◆ Exercise details
In the news report below, where was Netanyahu returning from when reporters mobbed him at Tel Aviv airport?

◆ Text segment
::::

JERUSALEM - Israeli troops have unleashed heavy machinegun fire on a West Bank Palestinian town while Benjamin Netanyahu staged what could be the opening shot of a comeback bid.
The Army said it fired at the town of Beit Jala after dark in response to Palestinian gunfire on an Israeli Army post in the Jewish settlement Gilo at the edge of Jerusalem. The sound of gunfire echoed across the hills of the holy city.
A hospital said two Palestinians were wounded by shrapnel.
Netanyahu, a former right-wing Prime Minister, said yesterday that he was weighing whether to challenge Labour Party Prime Minister Ehud Barak for a rematch in an election that could take place in May. Barak ousted Netanyahu only 18 months ago.
Mobbed by reporters at Tel Aviv airport on his return from a United States lecture tour, Netanyahu looked every bit the candidate, surrounded by bodyguards and sounding familiar themes about security and the fears of Israeli mothers.
"A mother can't send her children out of the house in the morning. The country has reached rock bottom and this needs to be changed," Netanyahu said.
To challenge Barak, Netanyahu would have to oust Ariel Sharon, his successor as Likud leader. Netanyahu leads Barak in opinion polls, but the gap could narrow once he announces his candidacy, reviving memories of his three years in office.
Violence raged again yesterday in parts of the West Bank and Gaza, setting back hopes of ending bloodshed in which at least 294 people have been killed, most of them Palestinians waging an uprising for independence in the West Bank and Gaza Strip.
Police said one Israeli apartment was hit in the attack on Gilo but no Israeli was hurt. Gilo was built on West Bank land occupied in the 1967 Middle East war and annexed with Arab East Jerusalem. Israel regards it as a Jerusalem neighbourhood.
In a separate incident, a Jewish settler was wounded by Israeli Army fire near the West Bank village of Kufr al-Dik. The man, a taxi driver, sped up when panicked by gunshots and the Army opened fire, thinking he was trying to smash through a roadblock.
President Yasser Arafat denied a suggestion that secret negotiations with the Israelis were under way in a Scandinavian country. But he told reporters "not to forget we are not against negotiations with them."
Arafat said that yesterday he grabbed his submachinegun in public for the first time in years and kept it in his hand for protection because Jewish settlers blocked a main road he was travelling along in the Gaza Strip.

::::

◆ Input data
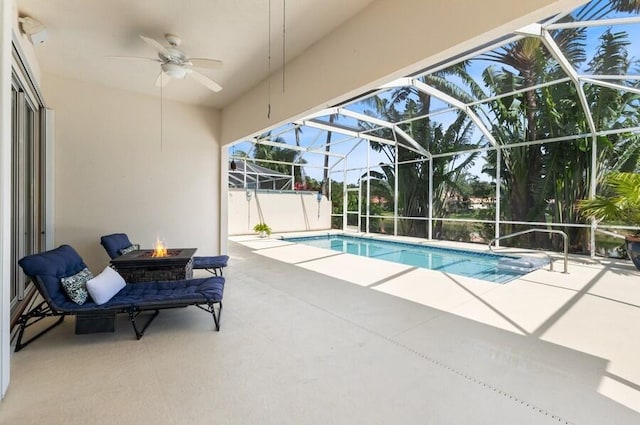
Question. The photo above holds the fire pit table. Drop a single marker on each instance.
(142, 266)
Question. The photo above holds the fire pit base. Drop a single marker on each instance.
(140, 266)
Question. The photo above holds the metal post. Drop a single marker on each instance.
(368, 228)
(498, 184)
(430, 215)
(395, 193)
(592, 194)
(344, 196)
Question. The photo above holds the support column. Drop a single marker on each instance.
(6, 23)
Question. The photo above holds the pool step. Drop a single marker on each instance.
(521, 265)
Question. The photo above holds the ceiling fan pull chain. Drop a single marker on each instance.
(269, 66)
(284, 30)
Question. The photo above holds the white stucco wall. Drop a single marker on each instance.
(114, 174)
(283, 212)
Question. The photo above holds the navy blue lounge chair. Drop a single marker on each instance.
(48, 268)
(116, 243)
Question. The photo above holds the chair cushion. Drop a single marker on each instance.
(49, 267)
(76, 286)
(114, 243)
(104, 286)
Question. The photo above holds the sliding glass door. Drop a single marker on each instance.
(27, 212)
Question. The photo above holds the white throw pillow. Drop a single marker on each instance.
(104, 286)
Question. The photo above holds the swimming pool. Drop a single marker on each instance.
(485, 266)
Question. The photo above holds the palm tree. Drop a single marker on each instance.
(413, 178)
(533, 175)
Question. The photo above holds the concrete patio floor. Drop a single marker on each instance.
(316, 337)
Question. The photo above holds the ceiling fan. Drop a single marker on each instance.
(175, 64)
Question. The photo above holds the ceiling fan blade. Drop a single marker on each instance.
(205, 81)
(162, 80)
(205, 63)
(151, 42)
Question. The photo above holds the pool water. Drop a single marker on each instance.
(484, 266)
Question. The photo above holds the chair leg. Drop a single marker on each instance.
(217, 319)
(132, 318)
(212, 309)
(41, 311)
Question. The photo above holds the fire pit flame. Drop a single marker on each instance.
(159, 250)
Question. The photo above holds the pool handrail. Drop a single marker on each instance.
(523, 232)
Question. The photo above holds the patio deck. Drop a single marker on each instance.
(312, 337)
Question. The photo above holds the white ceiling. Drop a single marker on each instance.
(83, 34)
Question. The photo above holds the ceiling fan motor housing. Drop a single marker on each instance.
(174, 70)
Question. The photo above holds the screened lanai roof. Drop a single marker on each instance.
(582, 65)
(250, 175)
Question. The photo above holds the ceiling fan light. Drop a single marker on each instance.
(173, 70)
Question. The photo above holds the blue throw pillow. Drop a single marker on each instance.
(76, 286)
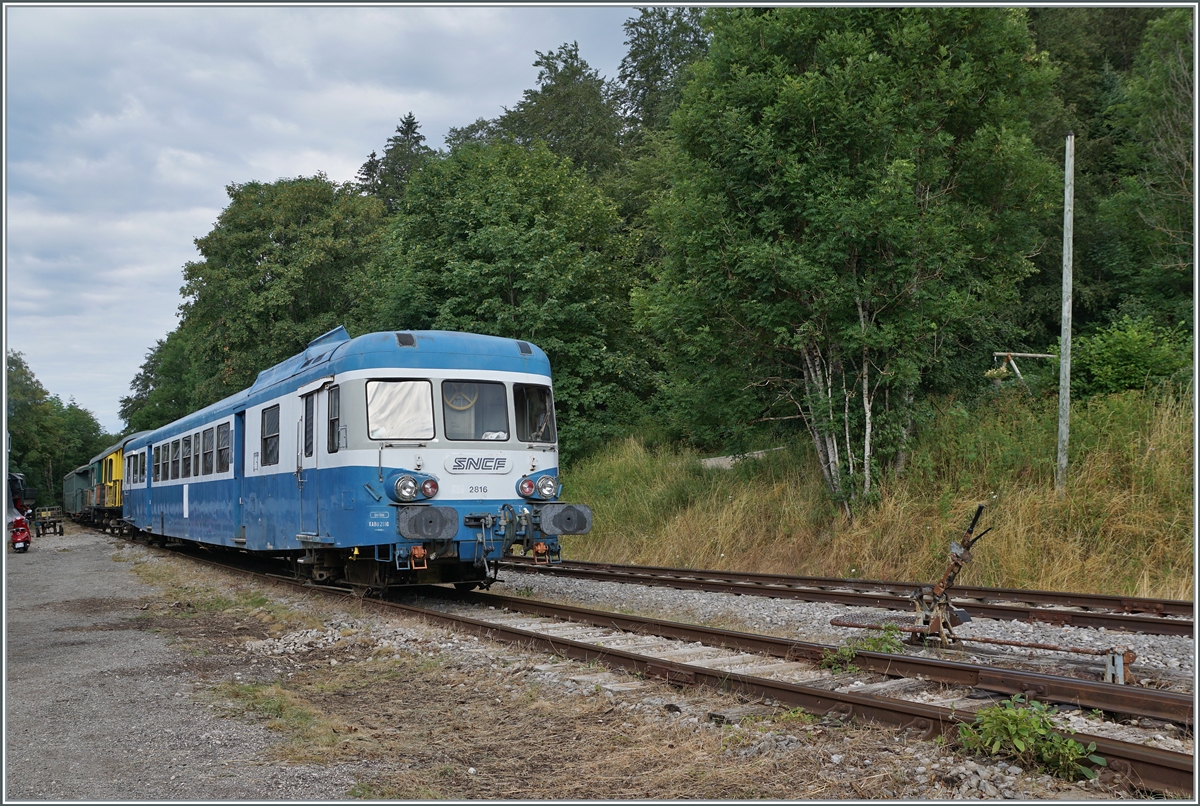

::::

◆ Reply
He was returning from a lecture tour in the United States.